**DESCRIPTION OF THE TASK**:
What you return should match the data exactly, from the first line to the last.

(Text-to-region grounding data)
+-------+
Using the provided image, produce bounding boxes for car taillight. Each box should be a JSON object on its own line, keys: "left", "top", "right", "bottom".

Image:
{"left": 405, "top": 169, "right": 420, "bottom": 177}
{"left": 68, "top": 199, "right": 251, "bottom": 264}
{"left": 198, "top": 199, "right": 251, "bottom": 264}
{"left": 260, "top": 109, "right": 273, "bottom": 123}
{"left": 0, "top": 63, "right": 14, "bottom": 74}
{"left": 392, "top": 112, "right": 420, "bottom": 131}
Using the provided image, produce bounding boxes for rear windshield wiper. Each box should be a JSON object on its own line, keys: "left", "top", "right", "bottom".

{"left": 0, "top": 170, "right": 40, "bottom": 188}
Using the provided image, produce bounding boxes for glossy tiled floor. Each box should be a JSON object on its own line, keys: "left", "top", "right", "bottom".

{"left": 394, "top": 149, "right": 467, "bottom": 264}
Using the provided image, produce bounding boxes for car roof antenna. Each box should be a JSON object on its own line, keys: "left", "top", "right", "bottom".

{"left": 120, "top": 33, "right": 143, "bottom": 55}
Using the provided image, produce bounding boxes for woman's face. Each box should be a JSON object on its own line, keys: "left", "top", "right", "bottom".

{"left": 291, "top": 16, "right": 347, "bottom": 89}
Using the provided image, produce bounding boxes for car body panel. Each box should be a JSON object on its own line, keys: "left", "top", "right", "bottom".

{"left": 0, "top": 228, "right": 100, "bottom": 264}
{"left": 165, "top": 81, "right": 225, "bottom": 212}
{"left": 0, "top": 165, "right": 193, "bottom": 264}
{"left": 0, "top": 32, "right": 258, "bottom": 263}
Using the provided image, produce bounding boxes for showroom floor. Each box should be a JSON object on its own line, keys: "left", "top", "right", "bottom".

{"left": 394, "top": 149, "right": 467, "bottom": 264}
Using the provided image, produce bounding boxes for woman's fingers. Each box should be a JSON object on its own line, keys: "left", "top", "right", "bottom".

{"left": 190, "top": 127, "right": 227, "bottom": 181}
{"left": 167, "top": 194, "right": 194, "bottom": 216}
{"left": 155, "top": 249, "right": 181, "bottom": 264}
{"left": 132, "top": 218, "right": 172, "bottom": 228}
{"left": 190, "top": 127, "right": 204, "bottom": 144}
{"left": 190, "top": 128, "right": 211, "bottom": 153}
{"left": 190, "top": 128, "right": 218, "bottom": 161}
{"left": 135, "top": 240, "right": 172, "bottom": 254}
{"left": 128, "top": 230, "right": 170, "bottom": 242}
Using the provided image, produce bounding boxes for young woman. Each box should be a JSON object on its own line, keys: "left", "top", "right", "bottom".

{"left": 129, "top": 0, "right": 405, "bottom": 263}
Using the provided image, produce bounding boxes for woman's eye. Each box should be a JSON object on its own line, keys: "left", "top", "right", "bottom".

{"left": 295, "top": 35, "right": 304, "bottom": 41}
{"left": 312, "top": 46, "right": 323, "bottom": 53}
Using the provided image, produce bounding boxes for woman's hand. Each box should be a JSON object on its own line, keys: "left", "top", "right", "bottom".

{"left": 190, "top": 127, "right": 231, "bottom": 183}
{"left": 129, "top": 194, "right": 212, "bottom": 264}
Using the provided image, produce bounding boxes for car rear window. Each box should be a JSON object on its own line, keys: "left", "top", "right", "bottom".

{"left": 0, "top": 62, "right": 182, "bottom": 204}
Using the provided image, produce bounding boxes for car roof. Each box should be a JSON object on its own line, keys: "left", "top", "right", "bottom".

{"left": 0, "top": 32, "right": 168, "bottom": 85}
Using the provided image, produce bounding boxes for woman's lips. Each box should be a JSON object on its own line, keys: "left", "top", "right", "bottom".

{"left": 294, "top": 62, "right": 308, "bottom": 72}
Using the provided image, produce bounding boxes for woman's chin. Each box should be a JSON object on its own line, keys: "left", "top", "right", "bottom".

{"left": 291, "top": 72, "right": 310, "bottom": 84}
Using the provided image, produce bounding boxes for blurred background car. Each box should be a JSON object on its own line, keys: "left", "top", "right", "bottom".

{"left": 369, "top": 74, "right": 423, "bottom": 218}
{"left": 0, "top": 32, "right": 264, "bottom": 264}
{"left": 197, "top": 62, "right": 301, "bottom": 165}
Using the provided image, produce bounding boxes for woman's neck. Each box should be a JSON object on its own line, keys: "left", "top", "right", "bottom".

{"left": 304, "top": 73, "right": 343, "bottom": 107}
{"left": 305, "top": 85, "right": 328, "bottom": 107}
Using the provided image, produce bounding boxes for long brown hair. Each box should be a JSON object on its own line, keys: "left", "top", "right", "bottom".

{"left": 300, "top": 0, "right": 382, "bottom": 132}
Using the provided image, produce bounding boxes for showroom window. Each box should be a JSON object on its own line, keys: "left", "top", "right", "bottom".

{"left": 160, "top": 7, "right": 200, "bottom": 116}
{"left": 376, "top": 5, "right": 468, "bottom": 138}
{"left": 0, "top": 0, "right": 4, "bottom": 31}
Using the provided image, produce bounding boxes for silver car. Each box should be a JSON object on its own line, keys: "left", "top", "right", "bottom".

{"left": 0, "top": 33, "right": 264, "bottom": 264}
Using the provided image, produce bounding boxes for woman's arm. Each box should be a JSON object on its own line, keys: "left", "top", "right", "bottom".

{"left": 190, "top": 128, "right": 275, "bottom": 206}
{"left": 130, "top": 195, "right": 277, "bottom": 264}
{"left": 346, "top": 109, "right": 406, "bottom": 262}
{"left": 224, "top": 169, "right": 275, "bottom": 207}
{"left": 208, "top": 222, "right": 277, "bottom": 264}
+-------+
**EXERCISE RESULT**:
Using the provided image, produce bounding boxes for car taillight. Each box should be a JSON object on its own line, keys: "left", "top", "right", "bottom".

Image:
{"left": 405, "top": 169, "right": 420, "bottom": 177}
{"left": 68, "top": 199, "right": 251, "bottom": 264}
{"left": 198, "top": 199, "right": 251, "bottom": 264}
{"left": 260, "top": 109, "right": 273, "bottom": 123}
{"left": 0, "top": 63, "right": 14, "bottom": 74}
{"left": 392, "top": 112, "right": 420, "bottom": 131}
Using the provided image, produce bounding boxes for rear windshield wiper. Each box should be a JSON object on its own line, keys: "left", "top", "right", "bottom".

{"left": 0, "top": 170, "right": 40, "bottom": 188}
Using the provided image, produce bounding boxes for glossy tiled floor. Each box should be a JSON object on its own line, keys: "left", "top", "right", "bottom".

{"left": 394, "top": 149, "right": 467, "bottom": 264}
Using the provided image, produce bounding boxes for car roof antenna. Each box should be a JSON object on its own line, keys: "left", "top", "right", "bottom".

{"left": 120, "top": 33, "right": 143, "bottom": 55}
Using the provided image, produce bounding boxes for woman's face. Each box should be a JSON object on its own line, keys: "left", "top", "right", "bottom".

{"left": 291, "top": 16, "right": 347, "bottom": 89}
Using the provided image, produce bounding boxes for car body panel. Each box should be a JSON object on its own line, keys: "left", "top", "right", "bottom".

{"left": 0, "top": 228, "right": 100, "bottom": 264}
{"left": 165, "top": 81, "right": 225, "bottom": 212}
{"left": 0, "top": 165, "right": 193, "bottom": 264}
{"left": 0, "top": 32, "right": 258, "bottom": 263}
Using the provided image, produce bounding boxes for showroom floor. Each box should be a JSON object on its own line, keys: "left", "top", "right", "bottom".

{"left": 394, "top": 149, "right": 467, "bottom": 264}
Using the provided image, produce bounding boxes for woman's fingers. Each box should be a JSON object on its own line, keys: "left", "top", "right", "bottom".

{"left": 190, "top": 127, "right": 227, "bottom": 181}
{"left": 167, "top": 194, "right": 194, "bottom": 216}
{"left": 155, "top": 249, "right": 181, "bottom": 264}
{"left": 132, "top": 218, "right": 172, "bottom": 228}
{"left": 190, "top": 127, "right": 204, "bottom": 144}
{"left": 190, "top": 128, "right": 211, "bottom": 153}
{"left": 190, "top": 128, "right": 218, "bottom": 161}
{"left": 135, "top": 240, "right": 172, "bottom": 254}
{"left": 128, "top": 230, "right": 170, "bottom": 242}
Using the provided image, produce bounding boxes for young woman. Each box should be a JSON object on its own line, keys: "left", "top", "right", "bottom".

{"left": 129, "top": 0, "right": 405, "bottom": 263}
Using the provided image, produce bounding boxes for woman's eye. Each box should be a JSON object on its own line, keys: "left", "top", "right", "bottom".

{"left": 295, "top": 35, "right": 304, "bottom": 41}
{"left": 312, "top": 46, "right": 323, "bottom": 53}
Using the provided image, produce bounding boxes for woman's hand. Each box should be a JSON object on its own line, keys: "left", "top", "right", "bottom".

{"left": 190, "top": 127, "right": 231, "bottom": 183}
{"left": 129, "top": 194, "right": 212, "bottom": 264}
Using the provided image, produce bounding boxes for car rear window. Each box should be a JSON object on its own line, keys: "left", "top", "right", "bottom".

{"left": 0, "top": 62, "right": 182, "bottom": 204}
Using the provided image, produce bounding boxes for car roof. Each box should be a JSON object on its own line, keys: "left", "top", "right", "bottom".

{"left": 0, "top": 32, "right": 168, "bottom": 85}
Using the provided image, produce bounding boxes for woman's lips. Each box should be a JSON object on its own line, keys: "left", "top", "right", "bottom".

{"left": 294, "top": 62, "right": 308, "bottom": 72}
Using the provided image, produce bounding boxes for woman's chin. Each box should be a JSON object on its own line, keys: "left", "top", "right", "bottom".

{"left": 291, "top": 72, "right": 310, "bottom": 84}
Using the provided image, produce bounding boxes for blurred background car. Each box should be a JSON object on its own line, keys: "left", "top", "right", "bottom".

{"left": 369, "top": 74, "right": 423, "bottom": 218}
{"left": 0, "top": 32, "right": 264, "bottom": 264}
{"left": 197, "top": 62, "right": 301, "bottom": 165}
Using the provided image, produce bounding boxes for woman's neck. Each box should be a JSON object on its own line, keys: "left", "top", "right", "bottom".

{"left": 304, "top": 73, "right": 343, "bottom": 107}
{"left": 305, "top": 85, "right": 328, "bottom": 107}
Using the provided image, produce bounding boxes for long brown hair. Each box should be a JSON object on its own line, keys: "left", "top", "right", "bottom".

{"left": 300, "top": 0, "right": 382, "bottom": 132}
Using the provided image, produce bounding boxes for showroom window. Each box should be a JSON object on its own line, keys: "left", "top", "right", "bottom".

{"left": 160, "top": 7, "right": 200, "bottom": 116}
{"left": 376, "top": 5, "right": 468, "bottom": 138}
{"left": 0, "top": 0, "right": 4, "bottom": 31}
Using the provided image, produce bounding boxes for silver car. Each box should be a JSON object on its own line, keys: "left", "top", "right", "bottom".

{"left": 0, "top": 33, "right": 264, "bottom": 264}
Using the provided image, produce bounding boxes for woman's arm. Each box should be a JSON object on its own line, keys: "left", "top", "right", "bottom".

{"left": 190, "top": 128, "right": 275, "bottom": 206}
{"left": 130, "top": 195, "right": 277, "bottom": 264}
{"left": 346, "top": 109, "right": 406, "bottom": 262}
{"left": 224, "top": 169, "right": 275, "bottom": 207}
{"left": 208, "top": 222, "right": 277, "bottom": 264}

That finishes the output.